La condizione giuridica dello straniero è regolata dalla legge in conformità delle norme e dei trattati internazionali.
Lo straniero, al quale sia impedito nel suo paese l’effettivo esercizio delle libertà democratiche garantite dalla Costituzione italiana, ha diritto d’asilo nel territorio della Repubblica secondo le condizioni stabilite dalla legge.
Non è ammessa l’estradizione dello straniero per reati politici».
Molto arduo poter interpretare la Costituzione, vista la chiarezza con cui si fa riferimento al diritto di asilo per lo straniero, senza specificazione alcuna, senza dettagliamento in merito alla provenienza, all’etnia, a forme di cultura o a credi religiosi. Tutte varibili che, invece, le destre capitanate da Giorgia Meloni, e lei per prima, hanno sempre rivendicato nella distinzione tra “migranti legali” e “illegali“. Come se si potesse dichiarare al fuori della legalità un essere umano solo perché proviene in Italia su un gommone piuttosto che su un aereo di linea.
In tutta evidenza alle leggi sfuggono certe dinamiche storiche e attuali, perchP non possono essere imbrigliate in quelli che appaiono maggiormente come “formalismi“, piuttosto che come cardini di un ordinamento condiviso, comunitario e non solo, quindi, realtivo al ristretto campo nazionale, visto che le norme stesse sono in costante evoluzione (o involuzione, se si considera il caso della maggioranza parlamentare attuale).
La posizione muscolare del governo Meloni sulla questione immigrazione non sorprende ma indigna. Il metro di valutazione deve essere duplice e unico al tempo stesso. Lo stupore sarebbe riduttivo, l’indignazione deve poter avere una capacità espansiva legata ad una critica tanto civile quanto sociale dei fenomeni globali che, a cascata, interessano ogni paese, ogni nazione, ogni parte del mondo.
La guerra in Ucraina viene fatta sulla pelle del popolo ucraino, mentre si scontrano due imperialismi, due geolocalizzazioni che si contendono il proprio futuro come Stati, alleanze politico-militari e aggregati imperialisti propriamente e storicamente detti e dati (quindi con la forte impronta economica che li determina).
Così anche la ormai consolidata straordinarietà delle migrazioni viene compresa in una contesa mondiale tra poli che intendono approfittare delle debolezze vicendevoli per affermarsi come piccole potenze locali, come principali interlocutori delle grandi potenze economiche e militari e, pertanto, il tutto si gioca sulla pelle di coloro che traversano deserti, fuggono da villaggi devastati, da paesi in perenne guerra civile, dove ora prevalgono governi dittatoriali o amministrazioni terroristiche.
La migrazione moderna è figlia di un tempo lungo, di una fase altrettanto tale che è l’immagine sempre più chiara del disastro capitalistico dalla prima occupazione europea del mondo da sei secoli a questa parte, fino alle ultime guerre che hanno sovvertito equilibri precari che, tuttavia, reggevano alle contraddizioni interne, alle spinte centrifughe, ai conflitti interetnici e ai fanatismi di ogni tipo.
Dietro alle rotte della Ocean Viking ci sono eterogenesi dei fini che riguardano la cinica partita a scacchi di ventisette paesi europei, alcuni dei quali cambiano campo a seconda dell’opportunismo del momento, mossi da strangolamenti economici, tassi di interesse, equilibri tutti esclusivamente liberisti e antipopolari. Che si guardi ad ovest o che si guardi ad est, laddove prevalgono i diritti liberali mancano quelli sociali; laddove resta un barlume di socialità, mancano del tutto le garanzie di una libertà formale che, per quanto tale, non può essere trascurata.
Quando questi due processi di logoramento antisociale e antidemocratico si fronteggiano apertamente, si sviluppano contraddizioni difficili da immaginare. E’ in questo chiaroscuro di gramsciana memoria che nascono i mostri. Politici ed economici.

MATERIALE FORNITO —
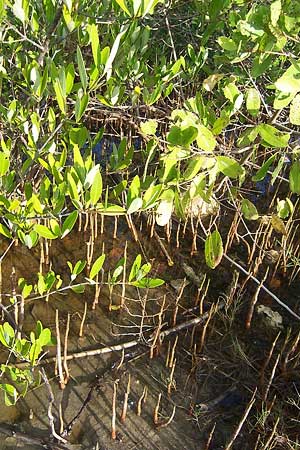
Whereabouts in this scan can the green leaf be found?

ISTRUZIONI DEL COMPITO — Cita il passo dell'estratto della pagina che va da "Quando questi due" fino a "Politici ed economici.", comprese queste ultime parole.

SPAZIO RISPOSTA —
Quando questi due processi di logoramento antisociale e antidemocratico si fronteggiano apertamente, si sviluppano contraddizioni difficili da immaginare. E’ in questo chiaroscuro di gramsciana memoria che nascono i mostri. Politici ed economici.